What the exercise asks
Copy the lines from the one containing "[segment] patterned pillow with floral print" through the final line of the items, switching "even-odd" to "nonzero winding" and keeping everything else unchanged.

Task data
• • •
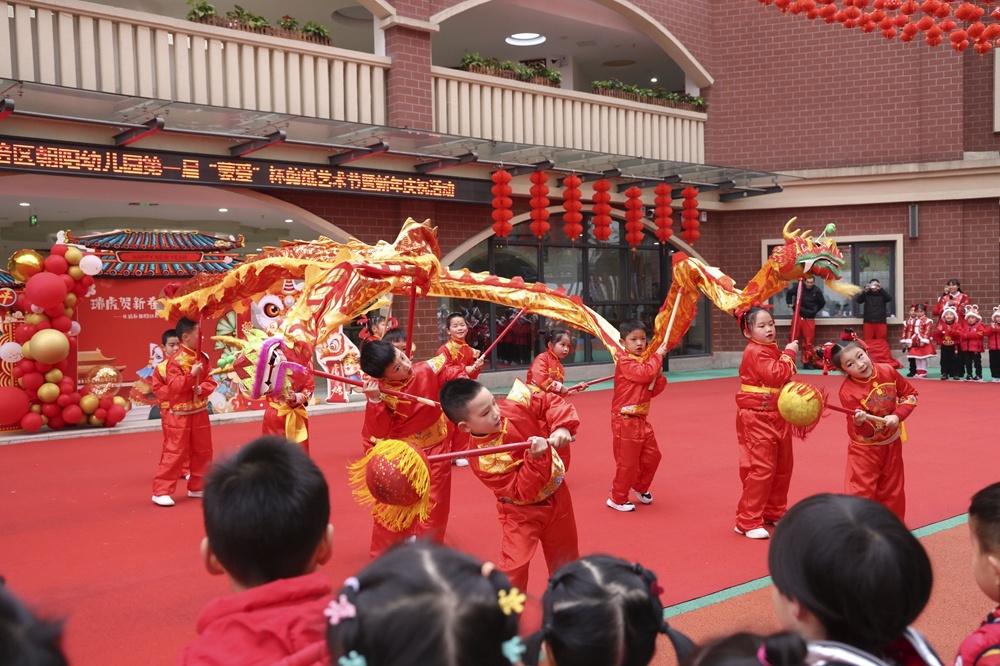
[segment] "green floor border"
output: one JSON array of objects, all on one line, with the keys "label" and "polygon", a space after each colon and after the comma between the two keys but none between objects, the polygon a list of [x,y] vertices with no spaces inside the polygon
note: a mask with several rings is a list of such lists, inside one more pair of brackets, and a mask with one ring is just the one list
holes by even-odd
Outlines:
[{"label": "green floor border", "polygon": [[[963,525],[969,521],[969,514],[963,513],[959,516],[953,518],[947,518],[945,520],[938,521],[936,523],[931,523],[930,525],[925,525],[924,527],[919,527],[913,530],[913,536],[918,539],[928,537],[932,534],[937,534],[938,532],[943,532],[945,530],[950,530],[959,525]],[[669,620],[672,617],[688,613],[690,611],[699,610],[701,608],[706,608],[714,604],[722,603],[733,599],[743,594],[748,594],[750,592],[755,592],[761,588],[765,588],[771,584],[771,577],[764,576],[763,578],[757,578],[755,580],[748,581],[741,585],[734,585],[733,587],[727,587],[724,590],[719,590],[718,592],[713,592],[712,594],[707,594],[704,597],[698,597],[697,599],[691,599],[690,601],[684,601],[679,604],[674,604],[673,606],[668,606],[663,609],[663,619]]]}]

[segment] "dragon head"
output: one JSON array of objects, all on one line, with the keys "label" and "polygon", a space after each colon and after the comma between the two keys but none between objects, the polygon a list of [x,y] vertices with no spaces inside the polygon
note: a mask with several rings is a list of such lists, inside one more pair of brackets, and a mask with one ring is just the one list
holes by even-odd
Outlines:
[{"label": "dragon head", "polygon": [[837,248],[837,242],[829,238],[837,227],[826,225],[818,238],[813,238],[812,231],[802,233],[801,230],[791,230],[792,224],[798,218],[792,218],[785,223],[782,236],[785,244],[771,252],[771,260],[778,266],[778,272],[785,280],[797,280],[806,275],[813,275],[826,282],[826,285],[845,295],[857,293],[858,288],[850,283],[842,282],[844,255]]}]

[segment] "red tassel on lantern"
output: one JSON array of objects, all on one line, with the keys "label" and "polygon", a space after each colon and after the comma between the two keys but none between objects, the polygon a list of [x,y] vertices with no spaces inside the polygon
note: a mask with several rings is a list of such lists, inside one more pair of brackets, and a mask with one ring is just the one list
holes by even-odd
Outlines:
[{"label": "red tassel on lantern", "polygon": [[688,185],[683,190],[681,190],[681,196],[684,197],[684,203],[682,204],[684,210],[681,211],[681,226],[684,231],[681,232],[681,236],[684,240],[688,242],[689,245],[694,245],[694,242],[698,240],[701,236],[701,232],[698,231],[698,227],[701,226],[701,222],[698,221],[698,188]]},{"label": "red tassel on lantern", "polygon": [[656,220],[656,238],[660,241],[662,248],[674,235],[674,230],[670,228],[674,224],[673,211],[670,209],[670,204],[674,200],[670,196],[670,186],[666,183],[660,183],[654,187],[653,194],[656,195],[654,200],[656,209],[653,215],[653,219]]},{"label": "red tassel on lantern", "polygon": [[583,208],[583,204],[580,203],[582,196],[580,183],[580,177],[575,173],[571,173],[563,180],[563,185],[566,186],[563,191],[563,209],[566,211],[563,214],[563,231],[573,242],[576,242],[583,233],[583,226],[580,224],[583,221],[583,215],[580,213],[580,209]]},{"label": "red tassel on lantern", "polygon": [[494,185],[490,191],[493,193],[493,233],[506,238],[514,228],[510,223],[510,218],[514,217],[514,212],[510,209],[514,205],[510,198],[513,190],[508,185],[510,174],[501,169],[493,172],[492,179]]},{"label": "red tassel on lantern", "polygon": [[611,237],[611,183],[600,179],[594,183],[594,238],[606,241]]},{"label": "red tassel on lantern", "polygon": [[642,190],[634,185],[625,190],[625,240],[634,250],[642,243]]},{"label": "red tassel on lantern", "polygon": [[549,177],[544,171],[536,171],[530,176],[531,182],[531,233],[542,240],[549,232],[549,188],[545,184]]}]

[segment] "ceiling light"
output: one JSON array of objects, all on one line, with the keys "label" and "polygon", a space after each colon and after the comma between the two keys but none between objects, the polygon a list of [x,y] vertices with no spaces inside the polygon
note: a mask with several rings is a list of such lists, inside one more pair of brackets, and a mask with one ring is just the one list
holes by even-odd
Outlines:
[{"label": "ceiling light", "polygon": [[539,35],[537,32],[515,32],[504,41],[511,46],[535,46],[545,41],[545,35]]}]

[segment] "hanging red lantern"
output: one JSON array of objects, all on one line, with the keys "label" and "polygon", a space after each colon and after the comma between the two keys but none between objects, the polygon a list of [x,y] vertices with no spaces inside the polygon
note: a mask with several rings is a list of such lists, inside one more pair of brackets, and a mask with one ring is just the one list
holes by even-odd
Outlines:
[{"label": "hanging red lantern", "polygon": [[493,233],[499,238],[506,238],[510,235],[514,226],[510,223],[510,218],[514,217],[510,207],[514,205],[510,195],[513,192],[510,185],[510,174],[503,169],[493,172]]},{"label": "hanging red lantern", "polygon": [[682,204],[684,210],[681,211],[681,226],[684,231],[681,232],[681,236],[684,236],[684,240],[689,245],[694,245],[694,242],[701,236],[701,232],[698,231],[698,227],[701,226],[701,222],[698,220],[701,213],[698,212],[698,199],[696,198],[698,188],[688,185],[681,190],[681,196],[684,197]]},{"label": "hanging red lantern", "polygon": [[563,210],[566,211],[563,214],[563,231],[566,237],[574,242],[583,233],[583,226],[580,224],[583,221],[583,215],[580,213],[580,209],[583,208],[583,204],[580,203],[582,196],[580,183],[580,177],[575,173],[563,179],[563,185],[566,186],[563,190]]},{"label": "hanging red lantern", "polygon": [[666,183],[660,183],[654,187],[653,194],[656,195],[654,200],[656,208],[653,213],[653,219],[656,221],[656,238],[660,241],[662,248],[674,235],[674,230],[670,228],[674,224],[673,211],[670,209],[670,204],[674,200],[670,196],[670,186]]},{"label": "hanging red lantern", "polygon": [[606,241],[611,237],[611,183],[600,179],[594,183],[594,238]]},{"label": "hanging red lantern", "polygon": [[635,249],[642,244],[642,190],[632,186],[625,190],[625,240]]},{"label": "hanging red lantern", "polygon": [[544,171],[536,171],[531,176],[531,233],[542,240],[549,232],[549,188],[545,184],[549,177]]}]

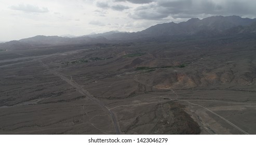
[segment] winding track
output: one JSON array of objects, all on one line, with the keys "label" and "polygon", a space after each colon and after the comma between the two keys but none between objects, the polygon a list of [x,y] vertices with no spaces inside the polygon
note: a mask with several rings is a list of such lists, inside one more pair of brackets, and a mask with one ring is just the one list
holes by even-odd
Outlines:
[{"label": "winding track", "polygon": [[119,128],[119,126],[118,125],[117,121],[116,120],[116,118],[114,114],[114,113],[110,109],[109,109],[107,107],[105,106],[101,102],[100,102],[99,99],[95,98],[92,95],[90,94],[87,91],[84,89],[82,87],[80,86],[78,83],[77,83],[75,81],[73,80],[73,78],[71,79],[69,79],[66,77],[65,77],[64,75],[57,72],[56,71],[51,69],[49,68],[49,67],[44,64],[42,60],[39,60],[39,62],[42,64],[42,65],[46,68],[48,71],[49,71],[53,75],[60,77],[62,80],[65,81],[73,87],[75,88],[78,92],[87,97],[88,97],[90,99],[94,101],[97,104],[99,104],[102,108],[107,111],[110,114],[111,118],[112,119],[113,123],[114,124],[114,126],[115,127],[115,130],[116,131],[116,134],[120,134],[120,129]]},{"label": "winding track", "polygon": [[170,87],[169,88],[167,88],[167,89],[165,89],[165,88],[161,88],[161,89],[165,89],[165,90],[171,90],[172,92],[174,93],[176,95],[176,96],[177,97],[177,99],[176,100],[179,100],[179,101],[185,102],[186,102],[186,103],[187,103],[188,104],[193,105],[194,106],[199,106],[199,107],[201,107],[201,108],[204,108],[205,109],[206,109],[207,110],[209,111],[210,112],[212,113],[212,114],[213,114],[217,115],[217,117],[219,117],[220,118],[222,119],[225,122],[226,122],[226,123],[228,123],[229,124],[230,124],[231,126],[233,126],[234,127],[236,128],[236,129],[237,129],[238,130],[239,130],[239,131],[240,131],[241,132],[242,132],[243,134],[245,134],[246,135],[249,135],[249,134],[247,133],[246,131],[242,130],[242,129],[241,129],[240,128],[239,128],[238,126],[235,125],[233,123],[231,123],[230,121],[229,121],[227,120],[226,120],[225,118],[224,118],[223,117],[219,115],[218,114],[215,113],[214,112],[211,111],[211,110],[209,109],[208,108],[207,108],[206,107],[204,107],[204,106],[203,106],[201,105],[198,105],[198,104],[194,104],[194,103],[191,103],[191,102],[189,102],[188,100],[186,100],[186,99],[178,99],[178,98],[179,98],[179,95],[177,94],[177,93],[176,93],[176,92],[175,92],[175,91],[173,90],[172,90],[172,89],[171,87]]}]

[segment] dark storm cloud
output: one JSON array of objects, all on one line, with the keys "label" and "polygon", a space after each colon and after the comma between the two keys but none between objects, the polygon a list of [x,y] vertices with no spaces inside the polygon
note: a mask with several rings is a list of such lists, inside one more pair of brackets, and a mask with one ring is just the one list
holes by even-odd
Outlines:
[{"label": "dark storm cloud", "polygon": [[26,12],[44,13],[49,12],[47,8],[39,8],[37,6],[31,5],[19,4],[18,6],[12,6],[10,8]]},{"label": "dark storm cloud", "polygon": [[114,0],[114,2],[128,2],[133,4],[148,4],[155,0]]},{"label": "dark storm cloud", "polygon": [[117,5],[112,6],[111,8],[114,10],[123,11],[125,9],[129,9],[129,7],[124,5]]},{"label": "dark storm cloud", "polygon": [[[191,18],[205,15],[255,16],[255,1],[159,0],[135,9],[130,17],[136,19]],[[187,18],[185,18],[187,17]]]}]

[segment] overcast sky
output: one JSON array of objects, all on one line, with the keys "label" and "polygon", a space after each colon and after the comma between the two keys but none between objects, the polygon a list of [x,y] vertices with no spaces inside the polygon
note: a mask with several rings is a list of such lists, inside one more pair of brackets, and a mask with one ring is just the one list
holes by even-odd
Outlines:
[{"label": "overcast sky", "polygon": [[255,18],[255,0],[0,0],[0,41],[137,32],[212,16]]}]

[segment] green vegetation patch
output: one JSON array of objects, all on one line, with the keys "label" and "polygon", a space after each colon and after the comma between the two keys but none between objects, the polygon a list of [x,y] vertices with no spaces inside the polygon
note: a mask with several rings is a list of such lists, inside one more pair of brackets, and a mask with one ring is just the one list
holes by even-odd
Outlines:
[{"label": "green vegetation patch", "polygon": [[68,65],[69,64],[76,64],[76,63],[88,63],[89,61],[88,60],[80,59],[78,61],[73,61],[70,62],[66,62],[65,63],[61,63],[62,64]]},{"label": "green vegetation patch", "polygon": [[138,57],[138,56],[142,56],[145,54],[146,53],[132,53],[132,54],[125,55],[123,56],[123,57],[124,58],[130,58],[130,57]]},{"label": "green vegetation patch", "polygon": [[113,58],[113,57],[90,57],[89,59],[90,60],[92,61],[97,61],[98,60],[108,60]]},{"label": "green vegetation patch", "polygon": [[159,66],[159,67],[147,67],[147,66],[140,66],[136,67],[136,70],[147,70],[146,72],[151,72],[155,70],[157,68],[183,68],[187,66],[189,64],[181,64],[177,66]]},{"label": "green vegetation patch", "polygon": [[65,63],[61,63],[61,64],[65,64],[65,65],[69,65],[70,64],[76,64],[76,63],[88,63],[88,62],[94,62],[94,61],[97,61],[98,60],[108,60],[113,58],[113,57],[90,57],[89,59],[89,60],[84,60],[84,59],[80,59],[79,60],[77,61],[73,61],[71,62],[66,62]]}]

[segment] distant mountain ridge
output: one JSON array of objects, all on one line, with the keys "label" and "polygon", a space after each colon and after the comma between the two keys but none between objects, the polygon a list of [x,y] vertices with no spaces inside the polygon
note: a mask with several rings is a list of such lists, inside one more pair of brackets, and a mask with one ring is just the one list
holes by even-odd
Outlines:
[{"label": "distant mountain ridge", "polygon": [[30,49],[35,46],[52,45],[104,43],[110,41],[168,40],[176,37],[211,37],[256,33],[256,19],[239,16],[213,16],[201,20],[192,18],[179,23],[159,24],[136,33],[111,31],[80,37],[42,35],[0,44],[0,49]]}]

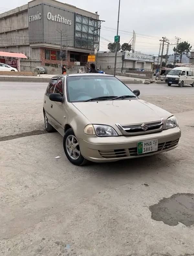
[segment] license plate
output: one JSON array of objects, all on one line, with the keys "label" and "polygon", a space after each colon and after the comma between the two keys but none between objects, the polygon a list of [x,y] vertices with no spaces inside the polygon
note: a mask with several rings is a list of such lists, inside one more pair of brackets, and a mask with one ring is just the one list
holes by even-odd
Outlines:
[{"label": "license plate", "polygon": [[147,140],[137,143],[137,154],[141,155],[150,152],[154,152],[158,150],[157,140]]}]

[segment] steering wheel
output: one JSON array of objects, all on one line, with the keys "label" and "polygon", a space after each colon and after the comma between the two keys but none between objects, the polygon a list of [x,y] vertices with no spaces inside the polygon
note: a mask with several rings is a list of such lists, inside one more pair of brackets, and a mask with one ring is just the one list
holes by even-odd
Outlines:
[{"label": "steering wheel", "polygon": [[80,96],[82,96],[82,95],[85,95],[85,96],[89,96],[85,92],[81,92],[80,93],[78,93],[77,94],[77,96],[78,97],[79,97]]}]

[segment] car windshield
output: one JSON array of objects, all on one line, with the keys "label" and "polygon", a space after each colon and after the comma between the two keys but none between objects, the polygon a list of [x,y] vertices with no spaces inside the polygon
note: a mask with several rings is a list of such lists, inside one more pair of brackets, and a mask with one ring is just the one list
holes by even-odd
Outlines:
[{"label": "car windshield", "polygon": [[136,98],[127,86],[115,77],[103,76],[68,77],[67,93],[68,99],[71,102],[85,101],[93,98],[94,101],[110,100],[126,95]]},{"label": "car windshield", "polygon": [[179,76],[181,73],[181,70],[177,69],[171,70],[168,73],[168,75],[174,75]]}]

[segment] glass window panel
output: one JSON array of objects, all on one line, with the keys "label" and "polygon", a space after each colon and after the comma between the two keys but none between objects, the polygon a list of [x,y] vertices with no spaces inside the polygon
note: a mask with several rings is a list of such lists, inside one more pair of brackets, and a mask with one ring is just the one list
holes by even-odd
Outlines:
[{"label": "glass window panel", "polygon": [[88,18],[87,17],[85,17],[85,16],[83,16],[82,17],[82,20],[83,24],[88,25]]},{"label": "glass window panel", "polygon": [[78,38],[81,39],[81,33],[76,31],[76,32],[75,32],[75,37],[76,37]]},{"label": "glass window panel", "polygon": [[81,24],[80,24],[79,23],[77,23],[75,25],[75,30],[78,30],[79,31],[81,31]]},{"label": "glass window panel", "polygon": [[88,41],[93,42],[94,41],[94,37],[93,35],[88,35]]},{"label": "glass window panel", "polygon": [[94,20],[92,19],[89,19],[89,25],[93,26],[94,24]]},{"label": "glass window panel", "polygon": [[83,32],[88,32],[88,26],[87,25],[85,25],[83,24],[82,26],[82,31]]},{"label": "glass window panel", "polygon": [[80,39],[76,39],[75,46],[76,47],[81,47],[81,41]]},{"label": "glass window panel", "polygon": [[81,23],[82,22],[82,16],[80,14],[76,15],[76,20],[77,22],[80,22]]},{"label": "glass window panel", "polygon": [[82,39],[87,41],[88,40],[88,34],[86,33],[82,33]]}]

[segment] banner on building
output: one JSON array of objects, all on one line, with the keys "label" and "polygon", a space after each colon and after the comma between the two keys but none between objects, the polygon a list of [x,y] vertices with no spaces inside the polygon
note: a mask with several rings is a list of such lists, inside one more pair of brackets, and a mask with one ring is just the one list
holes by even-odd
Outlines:
[{"label": "banner on building", "polygon": [[88,61],[89,62],[94,62],[95,61],[95,55],[88,55]]}]

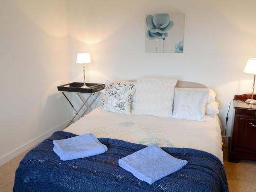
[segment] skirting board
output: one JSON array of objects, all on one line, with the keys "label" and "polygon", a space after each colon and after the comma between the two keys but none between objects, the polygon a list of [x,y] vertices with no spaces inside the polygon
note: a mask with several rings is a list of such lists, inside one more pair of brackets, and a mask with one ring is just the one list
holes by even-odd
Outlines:
[{"label": "skirting board", "polygon": [[16,150],[14,150],[13,151],[4,155],[4,156],[0,157],[0,166],[13,159],[14,157],[16,157],[22,153],[25,152],[28,148],[32,147],[34,145],[40,142],[42,142],[44,140],[49,137],[54,132],[58,131],[63,130],[66,127],[70,121],[70,120],[68,120],[65,121],[59,125],[58,125],[52,129],[48,132],[41,134],[35,139],[27,142],[21,146],[17,148]]}]

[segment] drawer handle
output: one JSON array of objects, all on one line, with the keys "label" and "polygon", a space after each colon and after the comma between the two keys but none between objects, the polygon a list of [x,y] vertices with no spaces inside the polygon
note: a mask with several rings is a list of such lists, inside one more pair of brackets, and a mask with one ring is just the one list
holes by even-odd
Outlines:
[{"label": "drawer handle", "polygon": [[253,124],[253,123],[249,123],[249,124],[250,124],[251,126],[256,126],[256,125],[254,125]]}]

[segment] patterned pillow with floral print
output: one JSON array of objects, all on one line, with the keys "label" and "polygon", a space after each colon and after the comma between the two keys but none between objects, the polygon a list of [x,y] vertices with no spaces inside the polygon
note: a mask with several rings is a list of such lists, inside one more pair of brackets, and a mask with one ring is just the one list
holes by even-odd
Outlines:
[{"label": "patterned pillow with floral print", "polygon": [[106,93],[100,109],[112,112],[131,114],[131,104],[135,92],[135,85],[132,83],[110,83],[106,85]]}]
• • •
Expected answer
[segment] patterned pillow with floral print
output: one JSON array of objects, all on one line, with the keys "label" and "polygon", a space after each colon and after the comma between the two keys but none between objects, the polygon a list of [x,y] vertices with no spaces inside the polygon
note: a mask with several rings is a list of such lists, inside one more pair of brackets, and a mask with one ring is just the one list
holes by nonzero winding
Outlines:
[{"label": "patterned pillow with floral print", "polygon": [[106,93],[100,109],[112,112],[131,114],[131,104],[135,92],[135,85],[132,83],[110,83],[106,85]]}]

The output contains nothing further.